***** Input material

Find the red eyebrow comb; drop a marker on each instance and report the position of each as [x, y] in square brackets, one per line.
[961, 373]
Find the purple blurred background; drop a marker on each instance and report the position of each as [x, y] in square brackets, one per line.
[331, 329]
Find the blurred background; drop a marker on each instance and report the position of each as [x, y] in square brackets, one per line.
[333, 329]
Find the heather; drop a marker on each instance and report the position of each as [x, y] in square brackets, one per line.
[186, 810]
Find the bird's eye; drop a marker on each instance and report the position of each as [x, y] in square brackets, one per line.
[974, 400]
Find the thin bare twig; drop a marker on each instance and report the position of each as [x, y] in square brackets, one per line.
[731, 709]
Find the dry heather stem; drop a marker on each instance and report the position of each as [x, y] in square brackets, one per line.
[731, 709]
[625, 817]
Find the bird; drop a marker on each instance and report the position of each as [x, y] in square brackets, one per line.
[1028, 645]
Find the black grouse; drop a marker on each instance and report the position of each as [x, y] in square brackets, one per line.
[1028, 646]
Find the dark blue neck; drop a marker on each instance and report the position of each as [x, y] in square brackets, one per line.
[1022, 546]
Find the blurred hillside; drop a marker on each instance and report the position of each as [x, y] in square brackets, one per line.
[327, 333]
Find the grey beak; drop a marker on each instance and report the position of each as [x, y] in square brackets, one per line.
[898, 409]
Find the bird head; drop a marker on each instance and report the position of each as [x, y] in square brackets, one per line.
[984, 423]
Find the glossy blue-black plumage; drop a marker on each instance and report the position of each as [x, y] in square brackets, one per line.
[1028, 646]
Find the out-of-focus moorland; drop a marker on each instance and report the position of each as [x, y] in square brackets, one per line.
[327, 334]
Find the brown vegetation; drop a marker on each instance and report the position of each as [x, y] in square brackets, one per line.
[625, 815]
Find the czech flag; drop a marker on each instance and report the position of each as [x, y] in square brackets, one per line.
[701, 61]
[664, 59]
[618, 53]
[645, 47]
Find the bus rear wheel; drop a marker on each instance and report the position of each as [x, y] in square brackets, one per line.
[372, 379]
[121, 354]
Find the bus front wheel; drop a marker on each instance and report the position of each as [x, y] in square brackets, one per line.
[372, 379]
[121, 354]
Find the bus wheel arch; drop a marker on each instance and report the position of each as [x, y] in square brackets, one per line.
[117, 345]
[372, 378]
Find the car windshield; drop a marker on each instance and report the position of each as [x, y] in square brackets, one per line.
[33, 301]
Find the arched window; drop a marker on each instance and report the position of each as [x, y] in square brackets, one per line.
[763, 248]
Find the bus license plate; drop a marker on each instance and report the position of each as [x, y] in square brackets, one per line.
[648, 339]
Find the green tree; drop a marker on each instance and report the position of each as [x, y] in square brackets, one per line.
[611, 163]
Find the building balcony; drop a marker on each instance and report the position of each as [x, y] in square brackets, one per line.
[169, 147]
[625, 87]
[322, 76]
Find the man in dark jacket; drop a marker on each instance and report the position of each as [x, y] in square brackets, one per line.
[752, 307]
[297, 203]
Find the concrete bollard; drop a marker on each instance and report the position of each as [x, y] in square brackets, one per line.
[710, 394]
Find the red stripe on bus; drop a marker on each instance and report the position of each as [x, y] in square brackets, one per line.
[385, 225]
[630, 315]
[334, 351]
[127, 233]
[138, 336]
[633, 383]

**********

● Work to complete:
What's wanted is each line above, transcribed with nothing altered.

● Answer to the exercise:
Find the red eyebrow comb; drop a marker on each instance and report the position of each as [x, y] in square brackets, one per line.
[961, 373]
Find the purple blurred background; drop a marker on each instance and report the position of each as [x, y] in square brackets, one per line.
[331, 329]
Find the blurred background; drop a marker on each instance and report the position of each as [x, y] in square brackets, one per line.
[333, 329]
Find the heather; drop a marker on each instance and report the position of each as [x, y] in square brackets, one per line.
[186, 810]
Find the bird's eye; drop a marker on each instance and report the position of each as [x, y] in square brackets, one per line.
[974, 400]
Find the thin bare twig; drop a marker on each instance and report the position of each as [x, y] in square brackets, one per line.
[731, 709]
Find the dry heather stem; drop a marker on each instance and report the position of each as [x, y] in square brackets, one per line.
[731, 709]
[625, 817]
Find the bird; drop a marker on each instance and report the position of each as [x, y] in square brackets, one per line.
[1028, 645]
Find the black grouse; drop a marker on each instance and report the position of each as [x, y] in square brackets, one per line.
[1028, 646]
Find the dark blue neck; drop a marker on each instance and report the position of each as [x, y] in square brackets, one per line.
[1022, 546]
Find the blurred hillside; drop a marker on each instance and report the position of each as [x, y] in square brackets, one per line.
[327, 333]
Find the grey beak; drop a marker on each instance and report the position of each as [x, y] in square brackets, one per line.
[898, 409]
Find the bird head; drop a marker on each instance and report the position of each as [x, y] in square brackets, one per line.
[984, 423]
Find the glossy blue-black plumage; drop a marker on each instance and report the position of each as [x, y] in square brackets, one per line.
[1028, 646]
Find the out-of-focus moorland; drop a marker on each instance and report the position of each as [x, y] in square brackets, one per line.
[327, 334]
Find the brown vegetation; drop a marker on each instance and report the position of each as [x, y] in square brackets, one per line.
[625, 815]
Find the czech flag; drop a marker on each instance and report the position of each as [x, y] in square brackets, one per line.
[701, 61]
[664, 59]
[618, 53]
[645, 47]
Find the bus rear wheel; drop a marker on each instance and report the position of each as [x, y] in square brackets, one per line.
[372, 379]
[121, 354]
Find the bus front wheel; drop a marker on each instance and report the position of each as [x, y] in square brackets, one per line.
[372, 379]
[121, 354]
Find the bus wheel arch; drop a marker on each instance and report the position of each as [x, y] in square brackets, one per line.
[117, 345]
[372, 378]
Find the car windshield; drop a marker on each instance and report the position of each as [x, y] in square brackets, one per line.
[33, 301]
Find the arched window; drop a marker on each instance and report the position of each as [x, y] in square brackets, one per line.
[763, 248]
Find the bus license plate; drop a marker on each instance and report the position of each as [x, y] in square brackets, one per line.
[648, 339]
Find the green tree; drop a marker on each instance and report the position of each as [x, y] in square brackets, one per line.
[611, 163]
Find the building balcony; drop a marker on each instance and report the position of each as [x, y] in square brackets, one per line.
[169, 147]
[625, 87]
[322, 76]
Find the man in dark jacket; drop a marker on each instance and report the position of each as [x, y] in square brackets, one per line.
[752, 307]
[297, 203]
Find the concrete bollard; drop a marker on each instance and report the position of each as [x, y] in square brackets, one per line.
[710, 394]
Find the red stripe on bus; drop a marker on each instance and report the position of each as [x, y] in square brackets, one per line.
[385, 225]
[630, 315]
[334, 351]
[127, 233]
[138, 336]
[633, 383]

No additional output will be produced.